DOCUMENT TEXT:
Start of Block

Exploring applications of spatial-map and velocity-map imaging mass spectrometry

Mass spectrometry is a ubiquitous analytical technique used for identifying and quantifying molecules, with applications spanning areas as diverse as the identification and structural analysis of proteins, peptides, and other biological molecules; drug discovery; pharmacokinetics (the timelines over which drugs are metabolised within a patient); breath gas monitoring; quality control; reaction rate measurements; analysis of complex chemical mixtures; and geochemical and archaeological dating. Driven particularly by applications in biology, there is an ever increasing demand for innovations in instrument design that will allow molecular structures to be probed in more detail.

Molecular masses are recorded by first ionizing the sample, which often leads to considerable molecular fragmentation, and then analysing the interaction of the resulting charged species with an electric or magnetic field to determine the mass. In our experiments, for example, we use time-of-flight (ToF) methods, in which the mass is determined from the time taken for the ion to fly a fixed distance under the influence of an electric field. Data is usually presented as a plot of signal intensity versus mass-to-charge ratio, m/z, with the mass-to-charge ratio identifying the molecule or molecular fragment, and the signal intensity quantifying it. The goal of the ImageMS project was to develop methods to allow images of the complete velocity or spatial distribution of the ions at their point of formation to be recorded for each mass in tandem with the mass spectrum. Our imaging methods are based on the technique of velocity-map imaging, first developed within the reaction dynamics community for studying photoinduced molecular fragmentation processes. The addition of imaging capabilities to ToF mass spectrometry offers exciting possibilities for molecular structure determination, molecular dynamics studies, surface analysis, tissue imaging for medical diagnosis and pharmacological studies, high throughput mass spectrometry, and a wide range of other applications.

End of Block

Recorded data
Start of Block

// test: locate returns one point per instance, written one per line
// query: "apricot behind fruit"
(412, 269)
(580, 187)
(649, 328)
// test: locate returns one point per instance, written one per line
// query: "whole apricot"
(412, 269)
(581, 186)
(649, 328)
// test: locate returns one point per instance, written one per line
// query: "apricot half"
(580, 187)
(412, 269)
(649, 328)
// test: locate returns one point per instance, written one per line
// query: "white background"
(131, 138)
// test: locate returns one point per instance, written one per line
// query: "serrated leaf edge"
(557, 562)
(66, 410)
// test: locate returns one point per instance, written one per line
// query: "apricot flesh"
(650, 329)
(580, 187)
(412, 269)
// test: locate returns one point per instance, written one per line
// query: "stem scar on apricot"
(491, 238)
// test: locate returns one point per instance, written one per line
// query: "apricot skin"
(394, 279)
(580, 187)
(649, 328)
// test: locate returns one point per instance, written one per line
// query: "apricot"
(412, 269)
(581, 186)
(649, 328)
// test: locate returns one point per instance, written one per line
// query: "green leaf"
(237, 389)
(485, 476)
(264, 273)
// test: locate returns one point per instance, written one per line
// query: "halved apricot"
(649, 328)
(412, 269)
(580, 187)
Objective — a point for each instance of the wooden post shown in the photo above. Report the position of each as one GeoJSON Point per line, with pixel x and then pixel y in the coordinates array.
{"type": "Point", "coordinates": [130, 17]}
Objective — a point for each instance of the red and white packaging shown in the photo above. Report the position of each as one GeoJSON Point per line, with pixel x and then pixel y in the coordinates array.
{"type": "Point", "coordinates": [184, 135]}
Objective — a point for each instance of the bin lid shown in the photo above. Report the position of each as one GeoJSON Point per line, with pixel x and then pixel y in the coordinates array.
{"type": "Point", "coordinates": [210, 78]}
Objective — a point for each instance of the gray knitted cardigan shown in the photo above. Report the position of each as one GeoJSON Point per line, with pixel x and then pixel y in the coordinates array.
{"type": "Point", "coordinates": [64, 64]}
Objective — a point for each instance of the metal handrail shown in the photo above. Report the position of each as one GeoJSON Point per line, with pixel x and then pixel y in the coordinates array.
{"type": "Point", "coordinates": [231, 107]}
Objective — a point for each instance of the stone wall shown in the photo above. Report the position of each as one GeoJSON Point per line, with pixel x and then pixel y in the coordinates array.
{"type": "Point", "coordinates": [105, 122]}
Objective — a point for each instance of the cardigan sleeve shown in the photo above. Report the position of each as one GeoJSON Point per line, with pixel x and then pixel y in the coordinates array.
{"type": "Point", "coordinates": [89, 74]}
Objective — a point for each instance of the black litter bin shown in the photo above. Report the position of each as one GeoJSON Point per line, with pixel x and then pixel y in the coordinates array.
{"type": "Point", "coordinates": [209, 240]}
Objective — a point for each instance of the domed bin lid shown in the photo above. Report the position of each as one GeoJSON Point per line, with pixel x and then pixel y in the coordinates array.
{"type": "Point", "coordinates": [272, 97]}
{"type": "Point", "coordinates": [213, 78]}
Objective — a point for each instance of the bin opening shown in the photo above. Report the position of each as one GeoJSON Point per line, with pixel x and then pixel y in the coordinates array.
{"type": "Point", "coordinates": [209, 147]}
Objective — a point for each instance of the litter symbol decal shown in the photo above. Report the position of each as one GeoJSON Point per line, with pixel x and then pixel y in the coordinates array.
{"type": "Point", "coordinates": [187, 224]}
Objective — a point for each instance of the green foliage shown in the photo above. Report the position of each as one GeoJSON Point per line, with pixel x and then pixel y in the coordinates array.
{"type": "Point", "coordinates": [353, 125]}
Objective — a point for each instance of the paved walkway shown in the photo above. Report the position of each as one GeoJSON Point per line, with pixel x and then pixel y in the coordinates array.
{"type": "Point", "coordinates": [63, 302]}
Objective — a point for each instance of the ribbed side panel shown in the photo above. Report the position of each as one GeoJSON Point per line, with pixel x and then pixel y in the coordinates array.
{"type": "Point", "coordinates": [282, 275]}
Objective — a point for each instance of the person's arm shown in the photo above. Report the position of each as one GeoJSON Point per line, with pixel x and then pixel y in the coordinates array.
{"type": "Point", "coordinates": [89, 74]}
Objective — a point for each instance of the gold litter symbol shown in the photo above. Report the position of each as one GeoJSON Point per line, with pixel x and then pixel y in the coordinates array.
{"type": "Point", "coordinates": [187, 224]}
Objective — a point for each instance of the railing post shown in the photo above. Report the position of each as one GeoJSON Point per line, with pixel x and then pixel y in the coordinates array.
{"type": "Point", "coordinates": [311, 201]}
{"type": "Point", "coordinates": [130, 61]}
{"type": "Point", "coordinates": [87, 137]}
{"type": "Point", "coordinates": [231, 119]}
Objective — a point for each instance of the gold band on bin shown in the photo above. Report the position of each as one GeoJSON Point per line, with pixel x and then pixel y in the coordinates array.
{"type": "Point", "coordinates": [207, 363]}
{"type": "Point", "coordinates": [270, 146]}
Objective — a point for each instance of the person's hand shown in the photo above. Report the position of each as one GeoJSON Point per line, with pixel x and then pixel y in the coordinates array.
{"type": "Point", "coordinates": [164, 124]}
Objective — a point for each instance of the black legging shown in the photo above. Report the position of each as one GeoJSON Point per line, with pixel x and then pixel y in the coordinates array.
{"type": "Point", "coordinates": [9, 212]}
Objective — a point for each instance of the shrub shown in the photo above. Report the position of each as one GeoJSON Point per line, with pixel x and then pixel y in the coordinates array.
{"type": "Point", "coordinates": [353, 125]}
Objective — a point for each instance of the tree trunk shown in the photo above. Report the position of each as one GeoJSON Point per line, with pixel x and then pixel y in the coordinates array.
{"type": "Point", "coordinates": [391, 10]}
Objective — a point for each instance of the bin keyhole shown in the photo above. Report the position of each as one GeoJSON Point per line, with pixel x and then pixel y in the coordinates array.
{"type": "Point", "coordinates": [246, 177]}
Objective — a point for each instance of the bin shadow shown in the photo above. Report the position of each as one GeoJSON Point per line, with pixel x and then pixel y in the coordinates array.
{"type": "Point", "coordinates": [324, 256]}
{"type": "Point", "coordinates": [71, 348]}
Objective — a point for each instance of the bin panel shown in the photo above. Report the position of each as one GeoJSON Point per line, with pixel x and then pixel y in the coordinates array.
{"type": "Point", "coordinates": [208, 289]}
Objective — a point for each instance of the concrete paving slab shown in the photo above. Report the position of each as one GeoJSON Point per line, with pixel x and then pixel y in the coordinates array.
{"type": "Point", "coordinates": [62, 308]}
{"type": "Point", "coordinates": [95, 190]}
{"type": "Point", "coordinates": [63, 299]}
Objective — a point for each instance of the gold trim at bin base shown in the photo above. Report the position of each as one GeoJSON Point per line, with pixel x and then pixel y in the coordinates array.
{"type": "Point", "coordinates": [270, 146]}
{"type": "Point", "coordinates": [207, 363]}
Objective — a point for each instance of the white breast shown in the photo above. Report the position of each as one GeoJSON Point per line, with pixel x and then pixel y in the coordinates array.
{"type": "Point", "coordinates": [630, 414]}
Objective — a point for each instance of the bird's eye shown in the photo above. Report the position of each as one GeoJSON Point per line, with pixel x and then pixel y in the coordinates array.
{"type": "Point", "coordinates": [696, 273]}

End of Block

WHAT THIS EXERCISE ASKS:
1) Reproduce the imaging mass spectrometry text word for word, starting with "Mass spectrometry is" and going on through "in more detail.".
2) According to the imaging mass spectrometry text, how do time-of-flight methods determine an ion's mass?
3) Extend the imaging mass spectrometry text, picking up after its final sentence.

RESULTS FOR EACH TASK:
1)
Mass spectrometry is a ubiquitous analytical technique used for identifying and quantifying molecules, with applications spanning areas as diverse as the identification and structural analysis of proteins, peptides, and other biological molecules; drug discovery; pharmacokinetics (the timelines over which drugs are metabolised within a patient); breath gas monitoring; quality control; reaction rate measurements; analysis of complex chemical mixtures; and geochemical and archaeological dating. Driven particularly by applications in biology, there is an ever increasing demand for innovations in instrument design that will allow molecular structures to be probed in more detail.

2) From the time the ion takes to fly a fixed distance under the influence of an electric field.

3)
We have designed and built three imaging mass spectrometers over the course of the project, two of which record the velocity distributions of fragments formed when gas-phase molecules dissociate following absorption of a high energy photon or collision with an electron, and one which records spatial images of molecules at surfaces. As part of the instrument development, we have worked closely with colleagues Renato Turchetta (Rutherford Appleton Laboratory), Mark Brouard (Oxford Chemistry) and Andrei Nomerotski (Oxford Physics) to develop the pixel imaging mass spectrometry (PImMS) sensor, an ultrafast camera capable of recording the positions and arrival times of the ions with the required few-nanosecond time resolution within a single time-of-flight cycle. By some measures, the PImMS camera is the fastest camera in the world, and it is now finding many applications both in imaging mass spectrometry and in other areas. For example, in collaboration with Dan Pooley and others at the ISIS neutron facility, we have recently developed a time-resolved neutron imaging detector based on the PImMS sensor.

We have already explored a number of applications for our new technology. When a molecule breaks apart, the velocity distributions of the fragment ions are highly sensitive to the detailed dynamics of the fragmentation process, and provide both a distinctive fingerprint for a given molecule, and also a great deal of insight into the detailed mechanism of one of the most fundamental processes in chemistry, the breaking of a chemical bond. We have carried out comprehensive studies into the fragmentation dynamics of a range of organic molecules which provide simple models for biological motifs (the peptide bond) or synthetic organic reactions (e.g. the retro-Diels-Alder reaction and McLafferty rearrangement), and have been able to study the competition between different reaction channels, as well as the detailed dynamics of individual channels, determining which electronic states of the molecule are involved, how the available energy is partitioned between translation, vibration, and rotation, and so on.

In spatial-map imaging mode, imaging mass spectrometry has the potential to identify, with high lateral resolution, the many molecular constituents that may be present at a surface. We have demonstrated spatial-map imaging of both electrons and ions from the surfaces of carefully chosen test samples with resolutions on the micron scale, and we are now moving on to evaluate the technique for characterising a variety of 'real' samples of interest in materials science, engineering, and biology/medicine, in collaboration with a number of industrial and academic partners.

The ImageMS project has been extremely successful, and has paved the way for a great deal of exciting research across a broad range of scientific fields in the future.